• Exercise: Your task is to reproduce the entries below word for word.

• Raw records:
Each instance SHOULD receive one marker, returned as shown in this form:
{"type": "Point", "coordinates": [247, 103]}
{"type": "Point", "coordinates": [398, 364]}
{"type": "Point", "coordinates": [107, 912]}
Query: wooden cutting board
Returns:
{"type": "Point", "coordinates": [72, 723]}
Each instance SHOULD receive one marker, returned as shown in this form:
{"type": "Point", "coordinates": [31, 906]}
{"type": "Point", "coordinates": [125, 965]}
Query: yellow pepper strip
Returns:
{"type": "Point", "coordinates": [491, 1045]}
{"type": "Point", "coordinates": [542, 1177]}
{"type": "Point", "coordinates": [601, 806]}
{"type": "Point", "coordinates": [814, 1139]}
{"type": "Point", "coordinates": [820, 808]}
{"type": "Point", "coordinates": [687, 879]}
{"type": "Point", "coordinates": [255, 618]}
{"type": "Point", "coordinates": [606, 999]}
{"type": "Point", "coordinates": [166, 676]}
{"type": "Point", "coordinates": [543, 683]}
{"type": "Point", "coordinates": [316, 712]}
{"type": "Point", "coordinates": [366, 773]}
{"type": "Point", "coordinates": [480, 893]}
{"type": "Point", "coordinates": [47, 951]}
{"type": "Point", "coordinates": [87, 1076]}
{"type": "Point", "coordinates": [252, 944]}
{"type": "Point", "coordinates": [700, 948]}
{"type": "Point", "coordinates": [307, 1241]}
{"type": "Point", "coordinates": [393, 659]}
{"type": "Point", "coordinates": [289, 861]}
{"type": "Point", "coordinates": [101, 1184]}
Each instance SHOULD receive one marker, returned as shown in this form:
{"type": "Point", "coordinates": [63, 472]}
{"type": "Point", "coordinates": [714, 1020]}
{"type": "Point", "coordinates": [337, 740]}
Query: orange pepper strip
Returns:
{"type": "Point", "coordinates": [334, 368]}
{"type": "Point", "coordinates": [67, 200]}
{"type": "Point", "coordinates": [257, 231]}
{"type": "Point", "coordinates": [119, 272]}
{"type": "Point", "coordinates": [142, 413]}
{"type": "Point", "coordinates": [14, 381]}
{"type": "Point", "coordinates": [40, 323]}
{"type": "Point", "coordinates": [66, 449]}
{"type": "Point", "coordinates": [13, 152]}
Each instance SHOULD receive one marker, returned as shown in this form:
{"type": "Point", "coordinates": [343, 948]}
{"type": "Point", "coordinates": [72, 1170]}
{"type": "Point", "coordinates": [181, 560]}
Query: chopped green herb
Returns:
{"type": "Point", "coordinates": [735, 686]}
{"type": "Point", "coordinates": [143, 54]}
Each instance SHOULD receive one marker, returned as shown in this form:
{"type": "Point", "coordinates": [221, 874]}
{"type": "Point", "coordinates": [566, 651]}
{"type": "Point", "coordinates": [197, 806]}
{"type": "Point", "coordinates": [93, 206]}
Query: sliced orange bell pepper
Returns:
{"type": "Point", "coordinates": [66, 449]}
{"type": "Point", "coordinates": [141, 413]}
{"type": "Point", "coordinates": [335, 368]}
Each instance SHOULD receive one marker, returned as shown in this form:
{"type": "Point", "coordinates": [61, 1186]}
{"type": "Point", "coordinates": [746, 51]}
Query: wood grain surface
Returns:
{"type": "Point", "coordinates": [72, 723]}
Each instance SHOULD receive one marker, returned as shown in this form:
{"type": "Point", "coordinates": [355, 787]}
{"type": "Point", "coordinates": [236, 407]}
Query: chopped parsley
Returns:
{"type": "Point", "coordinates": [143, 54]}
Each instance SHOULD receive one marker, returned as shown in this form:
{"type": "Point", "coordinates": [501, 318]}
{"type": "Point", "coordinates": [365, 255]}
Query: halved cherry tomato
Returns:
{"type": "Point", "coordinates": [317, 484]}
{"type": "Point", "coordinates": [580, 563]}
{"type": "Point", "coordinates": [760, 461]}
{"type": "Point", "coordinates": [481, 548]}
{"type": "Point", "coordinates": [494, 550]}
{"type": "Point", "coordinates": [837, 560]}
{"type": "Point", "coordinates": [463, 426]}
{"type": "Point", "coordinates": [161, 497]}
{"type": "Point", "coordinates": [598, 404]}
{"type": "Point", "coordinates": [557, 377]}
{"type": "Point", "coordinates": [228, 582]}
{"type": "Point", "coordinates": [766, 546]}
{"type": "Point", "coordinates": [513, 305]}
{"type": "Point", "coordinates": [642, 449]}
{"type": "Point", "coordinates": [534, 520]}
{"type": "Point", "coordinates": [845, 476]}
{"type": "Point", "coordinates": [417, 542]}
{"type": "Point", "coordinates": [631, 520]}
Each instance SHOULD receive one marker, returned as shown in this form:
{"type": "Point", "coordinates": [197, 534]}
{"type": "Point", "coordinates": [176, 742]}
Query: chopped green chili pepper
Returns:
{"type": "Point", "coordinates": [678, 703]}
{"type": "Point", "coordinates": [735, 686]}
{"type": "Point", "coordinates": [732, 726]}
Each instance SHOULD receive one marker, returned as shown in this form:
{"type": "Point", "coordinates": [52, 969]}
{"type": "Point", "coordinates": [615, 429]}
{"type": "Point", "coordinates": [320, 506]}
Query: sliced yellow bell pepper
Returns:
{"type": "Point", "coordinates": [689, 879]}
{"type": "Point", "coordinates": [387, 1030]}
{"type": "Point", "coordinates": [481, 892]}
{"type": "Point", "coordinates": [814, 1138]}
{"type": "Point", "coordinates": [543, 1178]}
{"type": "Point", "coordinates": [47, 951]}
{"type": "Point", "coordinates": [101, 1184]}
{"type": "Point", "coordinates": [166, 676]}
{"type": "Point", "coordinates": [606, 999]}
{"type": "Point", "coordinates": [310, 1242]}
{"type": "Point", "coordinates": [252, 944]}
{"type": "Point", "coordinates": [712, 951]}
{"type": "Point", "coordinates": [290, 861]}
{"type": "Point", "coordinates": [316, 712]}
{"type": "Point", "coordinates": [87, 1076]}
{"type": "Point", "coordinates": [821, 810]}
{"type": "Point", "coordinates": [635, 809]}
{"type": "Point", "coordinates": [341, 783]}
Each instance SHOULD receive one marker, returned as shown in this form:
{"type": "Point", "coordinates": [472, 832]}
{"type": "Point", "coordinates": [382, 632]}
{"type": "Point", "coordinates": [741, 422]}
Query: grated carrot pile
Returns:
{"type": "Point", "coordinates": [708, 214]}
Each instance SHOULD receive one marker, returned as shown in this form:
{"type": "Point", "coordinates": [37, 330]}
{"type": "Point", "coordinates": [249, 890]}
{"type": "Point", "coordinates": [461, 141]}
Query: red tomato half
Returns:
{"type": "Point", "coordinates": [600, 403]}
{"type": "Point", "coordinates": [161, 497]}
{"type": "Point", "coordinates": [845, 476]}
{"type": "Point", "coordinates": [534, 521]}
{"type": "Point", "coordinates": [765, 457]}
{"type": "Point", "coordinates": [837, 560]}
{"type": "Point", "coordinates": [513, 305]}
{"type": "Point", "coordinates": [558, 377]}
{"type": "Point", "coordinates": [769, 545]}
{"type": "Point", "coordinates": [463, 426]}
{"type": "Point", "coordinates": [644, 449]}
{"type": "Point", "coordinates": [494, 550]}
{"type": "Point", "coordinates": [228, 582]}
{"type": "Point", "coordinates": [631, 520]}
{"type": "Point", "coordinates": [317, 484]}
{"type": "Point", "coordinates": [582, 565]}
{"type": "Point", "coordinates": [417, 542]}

• Output below:
Each instance SHOULD receive one marker, returned as shown in this form:
{"type": "Point", "coordinates": [247, 103]}
{"type": "Point", "coordinates": [398, 364]}
{"type": "Point", "coordinates": [107, 912]}
Query: wooden cutting board
Returns:
{"type": "Point", "coordinates": [72, 723]}
Each instance SHOULD receive one marker, returned as shown in this form:
{"type": "Point", "coordinates": [31, 906]}
{"type": "Point", "coordinates": [125, 965]}
Query: yellow pepper strip
Returns:
{"type": "Point", "coordinates": [491, 1045]}
{"type": "Point", "coordinates": [542, 1177]}
{"type": "Point", "coordinates": [601, 806]}
{"type": "Point", "coordinates": [814, 1139]}
{"type": "Point", "coordinates": [820, 808]}
{"type": "Point", "coordinates": [687, 879]}
{"type": "Point", "coordinates": [255, 618]}
{"type": "Point", "coordinates": [606, 999]}
{"type": "Point", "coordinates": [166, 676]}
{"type": "Point", "coordinates": [543, 683]}
{"type": "Point", "coordinates": [316, 712]}
{"type": "Point", "coordinates": [366, 773]}
{"type": "Point", "coordinates": [480, 893]}
{"type": "Point", "coordinates": [47, 951]}
{"type": "Point", "coordinates": [87, 1076]}
{"type": "Point", "coordinates": [252, 944]}
{"type": "Point", "coordinates": [700, 948]}
{"type": "Point", "coordinates": [307, 1241]}
{"type": "Point", "coordinates": [393, 659]}
{"type": "Point", "coordinates": [289, 861]}
{"type": "Point", "coordinates": [101, 1184]}
Each instance SHOULD receive one marker, returned as shown in this form:
{"type": "Point", "coordinates": [63, 472]}
{"type": "Point", "coordinates": [714, 1020]}
{"type": "Point", "coordinates": [337, 740]}
Query: orange pepper strip
Returns:
{"type": "Point", "coordinates": [334, 368]}
{"type": "Point", "coordinates": [67, 200]}
{"type": "Point", "coordinates": [257, 231]}
{"type": "Point", "coordinates": [119, 272]}
{"type": "Point", "coordinates": [142, 413]}
{"type": "Point", "coordinates": [14, 381]}
{"type": "Point", "coordinates": [40, 323]}
{"type": "Point", "coordinates": [66, 449]}
{"type": "Point", "coordinates": [13, 152]}
Each instance SHOULD receive one marker, returned as shown in this form:
{"type": "Point", "coordinates": [343, 948]}
{"type": "Point", "coordinates": [72, 1170]}
{"type": "Point", "coordinates": [181, 560]}
Query: chopped green herb
Returns:
{"type": "Point", "coordinates": [735, 686]}
{"type": "Point", "coordinates": [143, 54]}
Each instance SHOULD receive one marker, returned as shown in this form:
{"type": "Point", "coordinates": [221, 874]}
{"type": "Point", "coordinates": [566, 651]}
{"type": "Point", "coordinates": [197, 806]}
{"type": "Point", "coordinates": [93, 206]}
Query: sliced orange bell pepper
Returns:
{"type": "Point", "coordinates": [66, 449]}
{"type": "Point", "coordinates": [141, 413]}
{"type": "Point", "coordinates": [335, 368]}
Each instance SHOULD receive one marker, returned as shown in this form:
{"type": "Point", "coordinates": [61, 1186]}
{"type": "Point", "coordinates": [746, 51]}
Query: wood grain surface
Returns:
{"type": "Point", "coordinates": [72, 723]}
Each instance SHOULD receive one marker, returned as shown in this form:
{"type": "Point", "coordinates": [355, 787]}
{"type": "Point", "coordinates": [236, 407]}
Query: chopped parsley
Returns:
{"type": "Point", "coordinates": [143, 54]}
Each instance SHOULD receive one marker, returned as shown in this form:
{"type": "Point", "coordinates": [501, 318]}
{"type": "Point", "coordinates": [365, 255]}
Query: halved cherry tomato
Returns:
{"type": "Point", "coordinates": [317, 484]}
{"type": "Point", "coordinates": [580, 563]}
{"type": "Point", "coordinates": [760, 461]}
{"type": "Point", "coordinates": [481, 548]}
{"type": "Point", "coordinates": [494, 550]}
{"type": "Point", "coordinates": [837, 560]}
{"type": "Point", "coordinates": [463, 426]}
{"type": "Point", "coordinates": [161, 497]}
{"type": "Point", "coordinates": [598, 404]}
{"type": "Point", "coordinates": [557, 377]}
{"type": "Point", "coordinates": [228, 582]}
{"type": "Point", "coordinates": [766, 546]}
{"type": "Point", "coordinates": [513, 305]}
{"type": "Point", "coordinates": [642, 449]}
{"type": "Point", "coordinates": [534, 520]}
{"type": "Point", "coordinates": [845, 476]}
{"type": "Point", "coordinates": [417, 542]}
{"type": "Point", "coordinates": [631, 520]}
Each instance SHOULD receive one marker, returned as shown in this form:
{"type": "Point", "coordinates": [197, 534]}
{"type": "Point", "coordinates": [176, 742]}
Query: chopped green chili pepper
Returns:
{"type": "Point", "coordinates": [678, 703]}
{"type": "Point", "coordinates": [735, 686]}
{"type": "Point", "coordinates": [732, 726]}
Each instance SHOULD receive one marker, returned as shown in this form:
{"type": "Point", "coordinates": [52, 969]}
{"type": "Point", "coordinates": [615, 429]}
{"type": "Point", "coordinates": [320, 506]}
Query: sliced yellow bell pepper
Returns:
{"type": "Point", "coordinates": [689, 879]}
{"type": "Point", "coordinates": [387, 1030]}
{"type": "Point", "coordinates": [481, 892]}
{"type": "Point", "coordinates": [814, 1138]}
{"type": "Point", "coordinates": [543, 1178]}
{"type": "Point", "coordinates": [47, 951]}
{"type": "Point", "coordinates": [101, 1184]}
{"type": "Point", "coordinates": [166, 676]}
{"type": "Point", "coordinates": [606, 999]}
{"type": "Point", "coordinates": [310, 1242]}
{"type": "Point", "coordinates": [252, 944]}
{"type": "Point", "coordinates": [712, 951]}
{"type": "Point", "coordinates": [290, 861]}
{"type": "Point", "coordinates": [316, 712]}
{"type": "Point", "coordinates": [87, 1076]}
{"type": "Point", "coordinates": [821, 810]}
{"type": "Point", "coordinates": [635, 809]}
{"type": "Point", "coordinates": [341, 783]}
Each instance SHOULD receive one marker, returned as shown in this form:
{"type": "Point", "coordinates": [472, 832]}
{"type": "Point", "coordinates": [382, 632]}
{"type": "Point", "coordinates": [741, 422]}
Query: grated carrot pile
Returns:
{"type": "Point", "coordinates": [708, 214]}
Each instance SHOULD receive one marker, returned as shown in this form:
{"type": "Point", "coordinates": [37, 330]}
{"type": "Point", "coordinates": [249, 890]}
{"type": "Point", "coordinates": [461, 141]}
Query: red tomato half
Returns:
{"type": "Point", "coordinates": [600, 403]}
{"type": "Point", "coordinates": [161, 497]}
{"type": "Point", "coordinates": [845, 476]}
{"type": "Point", "coordinates": [534, 521]}
{"type": "Point", "coordinates": [765, 457]}
{"type": "Point", "coordinates": [837, 560]}
{"type": "Point", "coordinates": [513, 305]}
{"type": "Point", "coordinates": [558, 377]}
{"type": "Point", "coordinates": [769, 545]}
{"type": "Point", "coordinates": [463, 426]}
{"type": "Point", "coordinates": [644, 449]}
{"type": "Point", "coordinates": [494, 550]}
{"type": "Point", "coordinates": [228, 582]}
{"type": "Point", "coordinates": [631, 520]}
{"type": "Point", "coordinates": [317, 484]}
{"type": "Point", "coordinates": [582, 565]}
{"type": "Point", "coordinates": [417, 542]}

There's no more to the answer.